[ISTRUZIONI DEL COMPITO]
Riscrivi tutto il materiale qui sotto sotto forma di elenco numerato, una riga per voce e senza le righe vuote. Non includere le immagini nella risposta.

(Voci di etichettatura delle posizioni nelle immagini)
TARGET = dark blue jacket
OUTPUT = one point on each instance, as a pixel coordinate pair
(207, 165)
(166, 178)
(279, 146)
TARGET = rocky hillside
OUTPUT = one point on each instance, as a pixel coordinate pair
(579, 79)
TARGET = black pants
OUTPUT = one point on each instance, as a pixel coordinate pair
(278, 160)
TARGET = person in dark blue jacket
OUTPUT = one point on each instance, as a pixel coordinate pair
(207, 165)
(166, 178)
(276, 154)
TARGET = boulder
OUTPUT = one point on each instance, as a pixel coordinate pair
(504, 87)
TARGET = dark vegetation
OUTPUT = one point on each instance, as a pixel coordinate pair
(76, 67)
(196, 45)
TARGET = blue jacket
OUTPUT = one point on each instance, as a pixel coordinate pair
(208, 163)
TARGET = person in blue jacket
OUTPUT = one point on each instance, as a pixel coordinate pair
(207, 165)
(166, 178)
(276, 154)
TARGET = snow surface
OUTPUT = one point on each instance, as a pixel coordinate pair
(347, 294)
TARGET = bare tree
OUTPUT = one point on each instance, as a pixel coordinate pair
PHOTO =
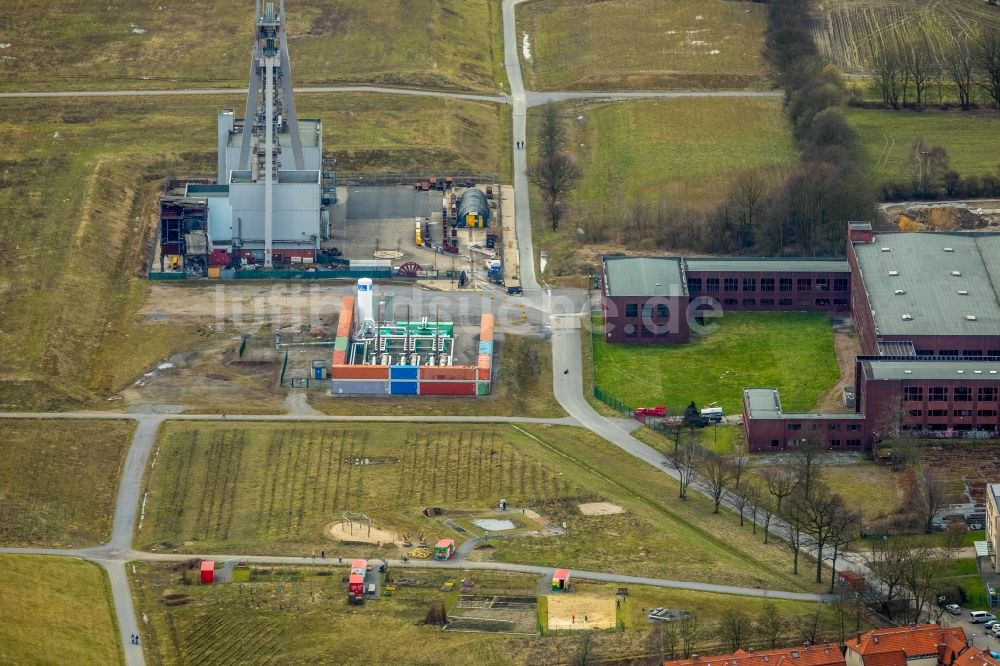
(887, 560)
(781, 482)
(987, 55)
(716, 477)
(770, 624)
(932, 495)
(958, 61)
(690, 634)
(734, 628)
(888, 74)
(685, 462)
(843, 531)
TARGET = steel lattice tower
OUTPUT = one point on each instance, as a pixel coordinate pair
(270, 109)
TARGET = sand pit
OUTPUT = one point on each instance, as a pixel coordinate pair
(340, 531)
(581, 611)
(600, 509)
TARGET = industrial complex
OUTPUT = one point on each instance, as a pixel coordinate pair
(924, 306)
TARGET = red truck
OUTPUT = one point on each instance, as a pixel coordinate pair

[RISPOSTA SCRITTA]
1. TARGET = dark blue jacket
2. OUTPUT = one point on each instance, as a pixel coordinate pair
3. (207, 165)
4. (166, 178)
5. (279, 146)
6. TARGET = rocky hillside
7. OUTPUT = one point on each instance, as a pixel coordinate pair
8. (579, 79)
9. TARGET = black pants
10. OUTPUT = one point on each instance, as a pixel coordinate pair
11. (278, 160)
12. TARGET = person in dark blue jacket
13. OUTPUT = one point on each instance, as a pixel coordinate pair
14. (207, 165)
15. (166, 178)
16. (276, 154)
17. TARGET = boulder
18. OUTPUT = one point on each instance, as a pixel coordinate pair
19. (504, 87)
20. TARGET = dark vegetation
21. OUTPUT = one point on each instance, as a pixel coordinate pair
22. (76, 67)
23. (196, 45)
24. TARGET = blue jacket
25. OUTPUT = one point on each instance, as a pixel coordinate pair
26. (208, 163)
27. TARGET = person in blue jacket
28. OUTPUT = one point on each instance, as a pixel coordinate pair
29. (207, 165)
30. (166, 178)
31. (276, 154)
32. TARGET = snow surface
33. OUTPUT = one point on each instance, as a pixel coordinate pair
34. (347, 294)
35. TARGET = bare tree
36. OUTPUT = one point on each instance, as a pixel coordinate pair
37. PHOTO =
38. (887, 560)
39. (781, 482)
40. (987, 55)
41. (716, 477)
42. (770, 624)
43. (932, 495)
44. (958, 61)
45. (690, 634)
46. (734, 628)
47. (888, 74)
48. (685, 462)
49. (843, 531)
50. TARGET = steel lattice tower
51. OUTPUT = one point on each instance, as a pixel coordinate pair
52. (270, 109)
53. TARGET = sand pit
54. OUTPUT = one point on each instance, as a pixel coordinate pair
55. (340, 531)
56. (581, 611)
57. (600, 509)
58. TARGET = industrial complex
59. OUTPUT = one point on each instance, as a pixel coordinate pair
60. (924, 306)
61. TARGET = red truck
62. OUTPUT = one point on each instance, as a pixel coordinate pair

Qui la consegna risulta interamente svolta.